GOAL OF THE EXERCISE - Below is a block of records; repeat all of them exactly.

RECORD SET -
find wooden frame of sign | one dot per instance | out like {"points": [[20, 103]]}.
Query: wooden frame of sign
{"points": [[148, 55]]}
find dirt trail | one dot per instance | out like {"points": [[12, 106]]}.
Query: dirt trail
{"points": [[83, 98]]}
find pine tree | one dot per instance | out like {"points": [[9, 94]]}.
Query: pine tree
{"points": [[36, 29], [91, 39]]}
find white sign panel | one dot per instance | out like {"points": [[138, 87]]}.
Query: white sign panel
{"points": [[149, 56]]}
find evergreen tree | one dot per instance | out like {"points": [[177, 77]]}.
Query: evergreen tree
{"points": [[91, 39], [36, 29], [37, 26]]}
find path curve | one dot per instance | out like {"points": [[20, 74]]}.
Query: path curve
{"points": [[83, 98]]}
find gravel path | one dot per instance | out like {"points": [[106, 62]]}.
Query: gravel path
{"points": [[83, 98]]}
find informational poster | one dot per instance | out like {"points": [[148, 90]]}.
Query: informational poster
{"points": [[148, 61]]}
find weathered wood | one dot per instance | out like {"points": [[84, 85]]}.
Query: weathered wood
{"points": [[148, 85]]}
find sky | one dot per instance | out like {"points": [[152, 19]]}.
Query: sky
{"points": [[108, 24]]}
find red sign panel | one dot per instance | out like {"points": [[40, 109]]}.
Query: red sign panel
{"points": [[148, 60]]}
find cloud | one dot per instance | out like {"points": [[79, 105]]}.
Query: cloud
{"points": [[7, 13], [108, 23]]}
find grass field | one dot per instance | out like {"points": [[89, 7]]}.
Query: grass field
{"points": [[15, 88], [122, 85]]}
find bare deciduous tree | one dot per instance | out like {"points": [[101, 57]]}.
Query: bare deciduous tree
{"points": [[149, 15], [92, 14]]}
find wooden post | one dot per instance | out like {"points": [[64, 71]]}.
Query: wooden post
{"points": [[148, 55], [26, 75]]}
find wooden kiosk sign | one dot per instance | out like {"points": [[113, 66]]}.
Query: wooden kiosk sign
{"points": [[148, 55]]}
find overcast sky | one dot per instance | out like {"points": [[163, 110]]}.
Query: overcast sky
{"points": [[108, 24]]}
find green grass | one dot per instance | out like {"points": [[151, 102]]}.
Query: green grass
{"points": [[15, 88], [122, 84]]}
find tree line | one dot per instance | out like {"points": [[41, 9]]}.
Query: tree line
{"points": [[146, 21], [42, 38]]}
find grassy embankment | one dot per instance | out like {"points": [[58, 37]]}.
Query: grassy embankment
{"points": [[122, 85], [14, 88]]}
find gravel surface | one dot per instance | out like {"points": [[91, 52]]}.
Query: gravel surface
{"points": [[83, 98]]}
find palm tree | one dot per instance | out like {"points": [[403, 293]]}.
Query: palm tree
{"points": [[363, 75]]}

RESULT OF THIS EXERCISE -
find wooden frame of sign | one dot per instance | out like {"points": [[20, 103]]}.
Query: wooden frame of sign
{"points": [[148, 55]]}
find dirt trail | one dot per instance | out like {"points": [[12, 106]]}.
Query: dirt trail
{"points": [[83, 98]]}
find pine tree | one dot per instance | out like {"points": [[9, 94]]}.
Query: pine tree
{"points": [[36, 29], [91, 39]]}
find white sign panel | one dot per instance | out like {"points": [[138, 87]]}.
Query: white sign panel
{"points": [[149, 56]]}
find evergreen tree | one dot per instance | out like {"points": [[177, 77]]}.
Query: evergreen tree
{"points": [[91, 39], [36, 29], [37, 26]]}
find path curve | one dot per instance | out like {"points": [[20, 74]]}.
Query: path curve
{"points": [[83, 98]]}
find gravel path | one dot per instance | out like {"points": [[106, 62]]}.
Query: gravel path
{"points": [[83, 98]]}
find informational poster | one dot per instance | out like {"points": [[148, 90]]}.
Query: informational poster
{"points": [[148, 61]]}
find weathered wood | one dot per instance | out like {"points": [[84, 85]]}.
Query: weathered wood
{"points": [[148, 85]]}
find sky | one dot per instance | out like {"points": [[152, 19]]}.
Query: sky
{"points": [[108, 24]]}
find red sign panel | one dot per instance | out like {"points": [[40, 109]]}.
Query: red sign panel
{"points": [[148, 60]]}
find cloud | one dot per instance | out like {"points": [[79, 105]]}.
Query: cloud
{"points": [[7, 13], [108, 23]]}
find grass field | one dot per instance | out like {"points": [[89, 7]]}.
Query: grass field
{"points": [[15, 88], [122, 85]]}
find bare deciduous tree | one dot per instance | out like {"points": [[101, 57]]}.
Query: bare deciduous tree
{"points": [[149, 15], [92, 14]]}
find wooden post | one dot per instance | out like {"points": [[64, 71]]}.
Query: wooden post
{"points": [[148, 55], [26, 75]]}
find wooden kiosk sign | one dot per instance | out like {"points": [[113, 66]]}.
Query: wooden kiosk sign
{"points": [[148, 55]]}
find overcast sky | one dot per instance | out like {"points": [[163, 110]]}.
Query: overcast sky
{"points": [[108, 24]]}
find green grass | one dot per instance | out like {"points": [[151, 102]]}.
Query: green grass
{"points": [[15, 88], [122, 84]]}
find tree line | one dot per instance | out like {"points": [[41, 9]]}.
Query: tree line
{"points": [[146, 21], [42, 38]]}
find grassy embankment | one dot per instance | out like {"points": [[58, 37]]}.
Query: grassy embankment
{"points": [[122, 85], [14, 88]]}
find gravel surface | one dot per instance | out like {"points": [[91, 52]]}.
Query: gravel surface
{"points": [[83, 98]]}
find palm tree | one dot per instance | out like {"points": [[403, 293]]}.
Query: palm tree
{"points": [[363, 75]]}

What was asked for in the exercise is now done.